=== AIM ===
Rewrite the rows from the very start down through the line that contains "x=118, y=36", replacing "football player" with "soccer player" and keeping everything else the same. Leave the pictures out of your answer.

=== MATERIAL SUPPLIED ===
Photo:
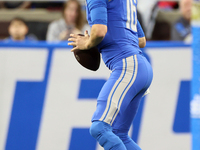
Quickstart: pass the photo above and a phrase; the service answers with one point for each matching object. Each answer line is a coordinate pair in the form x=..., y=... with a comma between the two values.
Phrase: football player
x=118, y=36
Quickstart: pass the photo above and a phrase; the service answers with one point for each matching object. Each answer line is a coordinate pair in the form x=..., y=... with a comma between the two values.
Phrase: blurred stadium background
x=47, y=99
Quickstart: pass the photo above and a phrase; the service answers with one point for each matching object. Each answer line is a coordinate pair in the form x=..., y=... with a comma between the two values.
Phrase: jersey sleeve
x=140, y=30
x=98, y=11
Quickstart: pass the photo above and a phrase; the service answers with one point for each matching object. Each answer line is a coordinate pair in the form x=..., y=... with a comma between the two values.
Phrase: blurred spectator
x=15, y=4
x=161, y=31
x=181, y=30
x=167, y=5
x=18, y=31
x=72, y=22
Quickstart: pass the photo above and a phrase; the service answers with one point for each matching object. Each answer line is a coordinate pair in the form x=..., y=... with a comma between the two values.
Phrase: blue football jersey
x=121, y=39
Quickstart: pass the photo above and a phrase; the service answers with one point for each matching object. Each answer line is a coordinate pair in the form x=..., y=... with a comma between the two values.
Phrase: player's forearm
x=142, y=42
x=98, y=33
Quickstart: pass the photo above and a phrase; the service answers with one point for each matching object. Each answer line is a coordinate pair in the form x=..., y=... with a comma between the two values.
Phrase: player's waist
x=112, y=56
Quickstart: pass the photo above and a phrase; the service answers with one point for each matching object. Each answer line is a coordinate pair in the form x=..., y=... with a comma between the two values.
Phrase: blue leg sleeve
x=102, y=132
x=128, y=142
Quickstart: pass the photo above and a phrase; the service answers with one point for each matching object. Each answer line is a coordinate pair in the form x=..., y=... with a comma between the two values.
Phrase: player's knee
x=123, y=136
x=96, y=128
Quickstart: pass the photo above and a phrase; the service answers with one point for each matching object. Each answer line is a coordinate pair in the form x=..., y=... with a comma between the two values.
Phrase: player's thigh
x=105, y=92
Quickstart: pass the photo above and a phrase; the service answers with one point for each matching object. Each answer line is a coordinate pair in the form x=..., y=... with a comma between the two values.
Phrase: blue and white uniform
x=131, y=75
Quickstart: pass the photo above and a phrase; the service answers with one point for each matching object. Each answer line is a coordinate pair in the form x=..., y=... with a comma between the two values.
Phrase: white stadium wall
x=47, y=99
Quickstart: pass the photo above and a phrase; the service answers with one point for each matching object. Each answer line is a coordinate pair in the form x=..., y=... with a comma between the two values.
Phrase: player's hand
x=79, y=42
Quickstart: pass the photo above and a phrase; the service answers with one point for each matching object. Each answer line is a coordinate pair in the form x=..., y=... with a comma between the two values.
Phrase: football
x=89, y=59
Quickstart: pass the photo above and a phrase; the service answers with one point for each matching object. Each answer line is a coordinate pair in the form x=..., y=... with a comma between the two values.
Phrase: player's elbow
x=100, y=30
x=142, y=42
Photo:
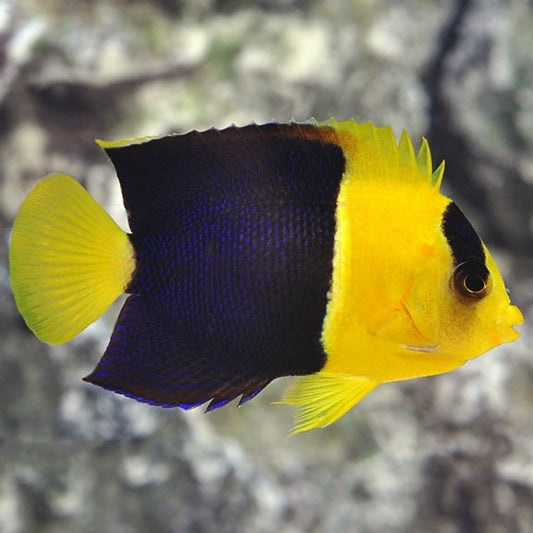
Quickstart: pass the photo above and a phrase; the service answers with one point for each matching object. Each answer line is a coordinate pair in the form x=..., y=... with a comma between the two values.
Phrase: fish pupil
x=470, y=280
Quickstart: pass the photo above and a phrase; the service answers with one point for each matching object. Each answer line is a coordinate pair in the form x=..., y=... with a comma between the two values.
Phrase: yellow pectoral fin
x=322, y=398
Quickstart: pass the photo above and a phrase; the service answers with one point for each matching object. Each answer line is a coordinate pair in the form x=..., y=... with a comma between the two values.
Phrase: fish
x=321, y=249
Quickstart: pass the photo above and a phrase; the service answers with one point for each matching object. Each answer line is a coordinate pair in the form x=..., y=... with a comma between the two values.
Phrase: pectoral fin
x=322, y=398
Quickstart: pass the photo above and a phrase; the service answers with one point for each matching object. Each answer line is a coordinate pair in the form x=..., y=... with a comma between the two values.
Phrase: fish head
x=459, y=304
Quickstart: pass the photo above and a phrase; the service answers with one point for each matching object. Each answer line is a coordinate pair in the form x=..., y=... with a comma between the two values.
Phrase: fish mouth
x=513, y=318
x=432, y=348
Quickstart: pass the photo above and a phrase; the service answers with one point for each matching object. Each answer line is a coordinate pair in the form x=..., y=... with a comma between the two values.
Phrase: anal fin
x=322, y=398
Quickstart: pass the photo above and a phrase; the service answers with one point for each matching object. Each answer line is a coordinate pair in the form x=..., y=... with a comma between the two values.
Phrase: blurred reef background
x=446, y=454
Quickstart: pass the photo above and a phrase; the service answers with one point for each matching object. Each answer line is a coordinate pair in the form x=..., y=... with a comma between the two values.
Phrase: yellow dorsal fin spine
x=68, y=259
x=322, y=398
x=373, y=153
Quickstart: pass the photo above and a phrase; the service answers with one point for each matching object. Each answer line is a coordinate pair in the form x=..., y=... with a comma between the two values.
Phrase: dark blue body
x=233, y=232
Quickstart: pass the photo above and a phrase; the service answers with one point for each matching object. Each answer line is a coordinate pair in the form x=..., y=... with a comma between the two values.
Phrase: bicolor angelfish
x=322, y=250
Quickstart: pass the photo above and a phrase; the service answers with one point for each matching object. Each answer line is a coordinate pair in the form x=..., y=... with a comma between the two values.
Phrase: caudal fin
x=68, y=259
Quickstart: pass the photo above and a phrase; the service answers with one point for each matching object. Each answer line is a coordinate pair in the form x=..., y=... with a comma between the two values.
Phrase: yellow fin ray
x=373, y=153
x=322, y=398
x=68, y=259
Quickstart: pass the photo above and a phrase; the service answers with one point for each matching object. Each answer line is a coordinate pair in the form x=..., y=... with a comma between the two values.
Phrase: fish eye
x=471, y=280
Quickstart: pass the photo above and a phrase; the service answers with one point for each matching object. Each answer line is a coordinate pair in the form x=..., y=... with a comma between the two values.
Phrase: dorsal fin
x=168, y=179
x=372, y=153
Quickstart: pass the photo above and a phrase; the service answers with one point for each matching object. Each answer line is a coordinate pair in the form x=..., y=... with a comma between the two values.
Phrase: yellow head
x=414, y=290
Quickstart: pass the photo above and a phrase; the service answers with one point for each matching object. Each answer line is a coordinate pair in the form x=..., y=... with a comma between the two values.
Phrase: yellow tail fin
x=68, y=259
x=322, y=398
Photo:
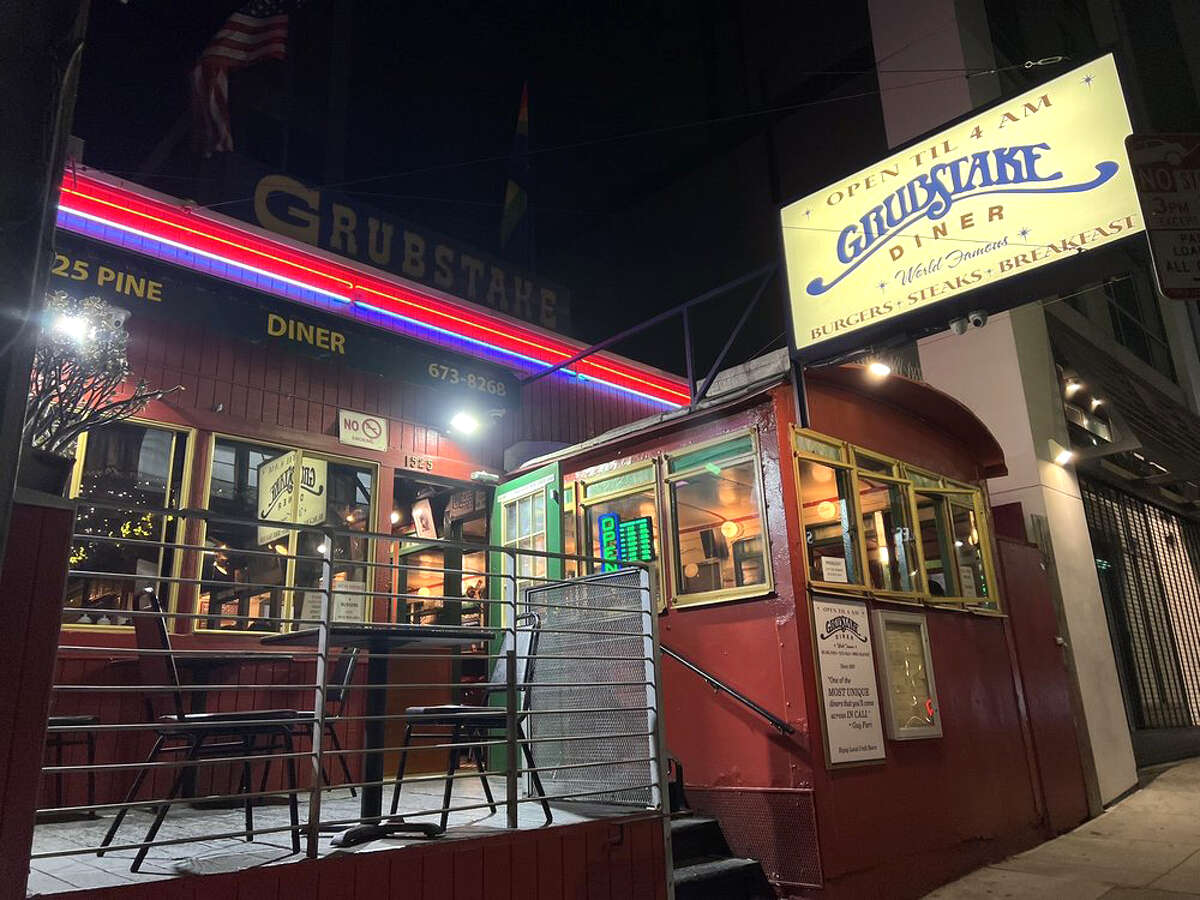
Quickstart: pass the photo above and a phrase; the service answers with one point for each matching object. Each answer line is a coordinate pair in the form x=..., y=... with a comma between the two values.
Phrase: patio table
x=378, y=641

=== FINISHED TASK ===
Photo:
Quickstart: pass the photo above and a phrase; the service answers with one point for each matching object. Each answer line is a coordinate pair in the form x=..., y=... with a comma between the two values.
Phrase: soccer player
x=118, y=36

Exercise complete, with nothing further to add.